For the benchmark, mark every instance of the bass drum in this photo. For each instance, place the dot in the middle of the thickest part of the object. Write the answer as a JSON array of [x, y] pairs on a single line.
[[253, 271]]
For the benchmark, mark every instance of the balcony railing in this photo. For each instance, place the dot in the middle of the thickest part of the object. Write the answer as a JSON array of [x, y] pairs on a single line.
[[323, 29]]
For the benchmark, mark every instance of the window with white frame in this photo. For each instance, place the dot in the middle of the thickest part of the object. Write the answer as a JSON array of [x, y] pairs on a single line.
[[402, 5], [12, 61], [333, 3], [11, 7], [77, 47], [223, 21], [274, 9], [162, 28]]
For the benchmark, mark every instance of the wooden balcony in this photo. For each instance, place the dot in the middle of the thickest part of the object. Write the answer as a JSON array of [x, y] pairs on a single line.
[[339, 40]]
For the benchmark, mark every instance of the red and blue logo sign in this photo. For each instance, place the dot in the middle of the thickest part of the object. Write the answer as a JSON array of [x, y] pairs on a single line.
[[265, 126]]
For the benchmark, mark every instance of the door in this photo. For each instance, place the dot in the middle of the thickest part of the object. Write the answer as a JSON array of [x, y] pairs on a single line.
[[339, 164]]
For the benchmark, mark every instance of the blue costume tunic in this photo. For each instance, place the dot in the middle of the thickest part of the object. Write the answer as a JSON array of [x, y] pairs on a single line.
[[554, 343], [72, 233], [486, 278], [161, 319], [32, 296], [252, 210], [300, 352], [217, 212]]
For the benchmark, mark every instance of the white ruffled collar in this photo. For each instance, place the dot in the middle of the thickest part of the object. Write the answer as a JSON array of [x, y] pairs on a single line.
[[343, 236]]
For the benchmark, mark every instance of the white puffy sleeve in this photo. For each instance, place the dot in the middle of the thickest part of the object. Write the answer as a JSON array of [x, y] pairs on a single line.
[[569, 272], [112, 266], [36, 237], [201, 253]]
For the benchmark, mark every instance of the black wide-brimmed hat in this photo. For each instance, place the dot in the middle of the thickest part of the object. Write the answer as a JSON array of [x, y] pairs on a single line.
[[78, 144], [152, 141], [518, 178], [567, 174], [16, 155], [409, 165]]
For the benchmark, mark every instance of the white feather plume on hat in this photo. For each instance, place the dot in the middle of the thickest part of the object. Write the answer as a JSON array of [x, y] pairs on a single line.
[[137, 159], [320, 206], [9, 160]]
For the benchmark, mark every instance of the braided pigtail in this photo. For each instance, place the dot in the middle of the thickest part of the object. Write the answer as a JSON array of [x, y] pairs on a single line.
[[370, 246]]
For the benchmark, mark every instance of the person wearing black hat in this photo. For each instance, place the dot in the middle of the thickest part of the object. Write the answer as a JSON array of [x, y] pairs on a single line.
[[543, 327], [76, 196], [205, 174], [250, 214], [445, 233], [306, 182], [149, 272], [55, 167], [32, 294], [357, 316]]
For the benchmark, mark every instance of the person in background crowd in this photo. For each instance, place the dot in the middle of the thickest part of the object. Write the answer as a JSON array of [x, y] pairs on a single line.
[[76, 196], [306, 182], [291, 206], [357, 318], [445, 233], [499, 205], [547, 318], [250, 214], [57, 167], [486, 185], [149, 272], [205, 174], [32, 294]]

====

## [Problem requirements]
Repeat every one of the records above word for word, keeping them in the same order.

## [Correct response]
For the benchmark, mark every instance of the bass drum in this photo. For each instance, place the dot in the middle of the thickest part of the object. Write the answer as a JSON array of [x, y] pairs on a single line.
[[253, 271]]
For the benchmark, mark every instance of the balcony railing in this photo. For each instance, place the dot in the middle of the thickest part of the object. Write the answer as a JSON array of [x, y] pairs on a single line.
[[323, 29]]
For the benchmark, mark every instance of the window with white frame in this photo. For each instance, place the dot in the middle of the thickest part of the object. Write the answer as a JSON array of [x, y] pairs on a single line.
[[402, 5], [12, 61], [333, 3], [11, 7], [77, 47], [223, 21], [274, 9], [162, 28]]
For the benchmark, mark every instance of the wooden balcony in this photo. For each instance, place the dot in the middle of the thickest part of the object. Write the answer as a JSON array of [x, y] pairs on a single line.
[[339, 40]]
For the benchmark, mark every instance of the red and blue logo sign in this photo. For each instance, place the dot in the middle of the thickest part of the object. Write the answer as a JSON array of [x, y] pairs on a single line.
[[265, 126]]
For the benchmark, mark every instance of the door in this photo. For each instance, place the dot in the middle of the thickest part of the object. Write the answer as a JSON array of [x, y] pairs on a single line.
[[339, 164]]
For the benchmark, mark every instance of the blue costume tunic in this photo. For each instance, place the dot in the middle of the thickest part of the object. Write the answer as a JSON array of [x, y] pairs on a single line.
[[554, 343], [72, 233], [486, 278], [161, 319], [32, 296], [252, 210], [300, 352], [217, 212]]
For the benchmark, mark every instance of the white ruffled collar in this photo. For each instance, place the dot in the middle of the thickest part of the object. Write the answer as a JSON array of [x, y] pairs on a single line.
[[343, 236]]
For the benchmark, mark every instance of the white puffy sleeve in this photo. For each instance, place the dot in the middle of the thickest part of the object. Write the answer as a JSON array of [x, y] pairs on a single line.
[[569, 272], [112, 266], [36, 237], [201, 253]]
For the benchmark, mark every instance of the black wide-brimmed hat in this photo. For each instance, place the dot in the middle of the thickest part of the object. Write the answer as a JSON array of [x, y] pairs on a single line.
[[78, 144], [152, 141], [518, 178], [567, 174], [16, 155], [409, 165]]
For the benchmark, mark every instance of the white feather plume on hat in this photo. For each instance, place the dot in the middle of the thickest part of the object. Write the answer as a JSON array of [x, y] pairs on a single line.
[[137, 159], [320, 206], [9, 160]]
For the benchmark, mark every instance of the braided pigtail in this photo. For each instance, place the dot in the middle of the thickest part of the object. Write the answer as a JSON array of [x, y] pairs on a single line.
[[370, 246]]
For the benchmark, mark every instance of the person wearing black hat in this photo. For each instance, place the dot in the middle of the thickest part of the object. Write the answer as a JSON array of [x, y] pairs on a single line.
[[543, 327], [76, 196], [205, 174], [250, 214], [445, 233], [306, 182], [149, 272], [55, 167], [32, 294], [357, 316]]
For the benchmark, mark every instance of the person in background crowd in this photo. For each instance, place the dot in the middle of the thickest part of the object. Write the answer as a JSON array of [x, y] pairs on a single line.
[[76, 196], [306, 182], [291, 206], [357, 318], [445, 233], [499, 205], [547, 318], [250, 214], [57, 167], [486, 185], [149, 272], [205, 174], [32, 294]]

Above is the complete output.